• _Aim of the exercise_: Quote every line below exactly as it reads.

#### Working data ####

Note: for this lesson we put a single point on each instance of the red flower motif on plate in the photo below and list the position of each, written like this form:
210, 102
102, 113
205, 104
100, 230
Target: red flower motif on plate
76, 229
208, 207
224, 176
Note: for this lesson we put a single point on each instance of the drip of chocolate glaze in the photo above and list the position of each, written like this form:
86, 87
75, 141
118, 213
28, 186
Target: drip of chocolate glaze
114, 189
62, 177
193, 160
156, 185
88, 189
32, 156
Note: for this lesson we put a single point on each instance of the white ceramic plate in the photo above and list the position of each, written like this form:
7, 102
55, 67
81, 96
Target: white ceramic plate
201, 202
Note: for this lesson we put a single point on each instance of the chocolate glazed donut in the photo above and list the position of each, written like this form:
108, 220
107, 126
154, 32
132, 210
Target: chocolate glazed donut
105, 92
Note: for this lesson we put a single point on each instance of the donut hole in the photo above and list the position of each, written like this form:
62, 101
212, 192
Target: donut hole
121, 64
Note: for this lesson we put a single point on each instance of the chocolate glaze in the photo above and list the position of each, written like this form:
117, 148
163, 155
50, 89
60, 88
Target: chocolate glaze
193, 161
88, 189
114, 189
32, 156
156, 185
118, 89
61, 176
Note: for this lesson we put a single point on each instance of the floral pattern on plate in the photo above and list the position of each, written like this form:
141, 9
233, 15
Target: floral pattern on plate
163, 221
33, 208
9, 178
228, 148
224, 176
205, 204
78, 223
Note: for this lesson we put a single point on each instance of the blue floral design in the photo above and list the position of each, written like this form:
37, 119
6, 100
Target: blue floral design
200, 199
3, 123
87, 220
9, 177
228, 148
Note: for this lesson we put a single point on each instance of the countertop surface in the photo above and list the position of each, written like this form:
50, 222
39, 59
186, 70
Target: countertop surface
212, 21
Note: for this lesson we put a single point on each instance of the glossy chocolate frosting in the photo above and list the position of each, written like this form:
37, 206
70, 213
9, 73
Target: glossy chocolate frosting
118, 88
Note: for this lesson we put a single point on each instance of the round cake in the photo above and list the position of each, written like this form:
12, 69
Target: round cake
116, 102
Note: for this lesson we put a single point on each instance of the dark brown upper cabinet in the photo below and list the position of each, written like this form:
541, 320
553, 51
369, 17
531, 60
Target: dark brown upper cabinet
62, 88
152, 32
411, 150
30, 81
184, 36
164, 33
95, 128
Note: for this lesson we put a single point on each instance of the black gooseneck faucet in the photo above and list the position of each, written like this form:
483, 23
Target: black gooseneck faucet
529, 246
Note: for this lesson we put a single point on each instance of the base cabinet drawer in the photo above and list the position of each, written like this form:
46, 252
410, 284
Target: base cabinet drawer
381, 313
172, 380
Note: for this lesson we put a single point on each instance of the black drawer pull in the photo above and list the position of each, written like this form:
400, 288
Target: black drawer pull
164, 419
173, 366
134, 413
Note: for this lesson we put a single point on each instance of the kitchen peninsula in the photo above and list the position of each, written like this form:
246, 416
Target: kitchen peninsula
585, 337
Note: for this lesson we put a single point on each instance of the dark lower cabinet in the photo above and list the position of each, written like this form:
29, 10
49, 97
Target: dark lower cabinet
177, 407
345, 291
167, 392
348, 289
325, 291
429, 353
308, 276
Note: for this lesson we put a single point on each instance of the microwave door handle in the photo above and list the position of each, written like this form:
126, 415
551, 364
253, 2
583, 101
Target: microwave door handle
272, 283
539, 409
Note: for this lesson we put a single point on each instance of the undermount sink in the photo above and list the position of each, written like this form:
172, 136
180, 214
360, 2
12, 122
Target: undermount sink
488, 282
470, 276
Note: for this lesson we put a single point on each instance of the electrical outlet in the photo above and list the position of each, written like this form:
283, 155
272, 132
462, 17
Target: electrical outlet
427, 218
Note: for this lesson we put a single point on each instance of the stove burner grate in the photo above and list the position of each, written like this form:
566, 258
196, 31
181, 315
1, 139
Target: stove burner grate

####

• _Task output_:
Note: for this lesson we put a single point on each instance of the red flower motif on plate in the photo below and list the position of each, written like this form:
210, 102
102, 113
205, 104
100, 230
Target: red flower motif on plate
76, 229
208, 207
224, 176
Note: for this lesson we put a single point on each instance of the drip of chocolate glaze in the photo above and list the position of each, written like this form:
86, 87
75, 141
118, 213
28, 186
Target: drip of chocolate glaze
114, 189
62, 177
193, 160
156, 185
88, 189
32, 156
Note: for this lesson we put a single point on each instance of the white ceramic plate in the photo above and list the position of each, written like this form:
7, 102
55, 67
81, 96
Target: white ceramic plate
201, 202
Note: for this lesson we put a single point on each instance of the chocolate glazed donut in the photo above and list the position of each, written like this form:
108, 220
107, 126
154, 32
132, 210
Target: chocolate glazed donut
105, 92
Note: for this lesson we put a single point on each instance of the donut hole in the photo above and list the position of each, written like this form:
62, 101
212, 192
Target: donut hole
121, 64
Note: for this lesson we put a single point on each instance of the chocolate glaze in the photo above and list the position of each, written like this form:
117, 148
163, 155
50, 89
60, 88
Target: chocolate glaze
193, 161
88, 189
114, 189
32, 156
156, 185
118, 89
61, 176
Note: for this lesson we put a single point on each instance of the floral pattern on plate in the photo above and list the position of each, written like this form:
141, 9
233, 15
Target: floral pattern on plate
163, 221
33, 208
9, 178
228, 148
224, 176
205, 204
78, 223
Note: for this lesson we put a single point on each instance of the blue floral design in the photo above and list the position of each, written like this form:
37, 119
6, 100
Target: blue floral design
200, 199
3, 123
87, 220
9, 177
228, 148
Note: for this lesson we put a single point on each instance of the countertop surface in the photo above and list the position of each, written like this form:
50, 222
39, 59
186, 70
Target: countertop surface
212, 21
Note: for this lesson we put a single point on each instance of the glossy chocolate frosting in the photo above and list the position of each, written like this form:
37, 206
70, 213
9, 73
Target: glossy chocolate frosting
118, 88
Note: for this lesson we put a single point on each instance of the round cake in the photo above and list the position of each, written like this form:
12, 69
Target: round cake
116, 102
Note: for this lesson we put a single point on each instance of the dark brown upper cabinet in the photo below and list the position of each, written like this form:
541, 320
553, 51
369, 17
531, 60
Target: dark brown upper cabinet
62, 88
152, 32
411, 150
30, 81
184, 36
164, 33
95, 128
Note: for this lesson we put a single point on each instance of the black gooseneck faucet in the photo above and list the position of each, written like this form:
483, 23
Target: black gooseneck faucet
529, 246
Note: for this lesson we put a single point on each instance of the base cabinet drawer in the photo above and list the position of each, written like this form:
46, 252
410, 284
Target: base cabinet drawer
381, 313
172, 380
Note: for this lesson we put a single point on each instance of the black drawer pull in the photo above and list the position of each, written like this form:
400, 288
Target: black drawer pull
164, 419
173, 366
134, 413
Note: for this lesson we put a single point on each instance of the kitchen peninsula in the photo above and list the position of each, written like this form:
246, 416
Target: kitchen peninsula
585, 337
Note: for this lesson we put a single point on each instance of the dark lower cabinet in the photo above and list the position of each, written like this form:
29, 10
49, 97
Target: dark lower cabinet
177, 407
345, 291
167, 392
348, 289
325, 291
429, 353
308, 276
Note: for this lesson we put a single point on each instance of the microwave door handle in the photo above and list the position of each, written like this form:
126, 415
551, 364
253, 2
583, 101
Target: microwave door handle
272, 283
539, 409
Note: for this lesson we put a single point on each instance of the undermount sink in the photo above and list the position of each, written like this form:
172, 136
180, 214
360, 2
12, 122
Target: undermount sink
488, 282
470, 276
Note: for this lesson we put a single point on each instance of the electrical outlet in the photo above and list the position of each, written like this form:
283, 155
272, 132
462, 17
Target: electrical outlet
427, 218
Note: for this lesson we put a single point on each instance of the stove burner grate in the photo above and list the position of each, written like this form:
566, 258
196, 31
181, 315
1, 139
Target: stove burner grate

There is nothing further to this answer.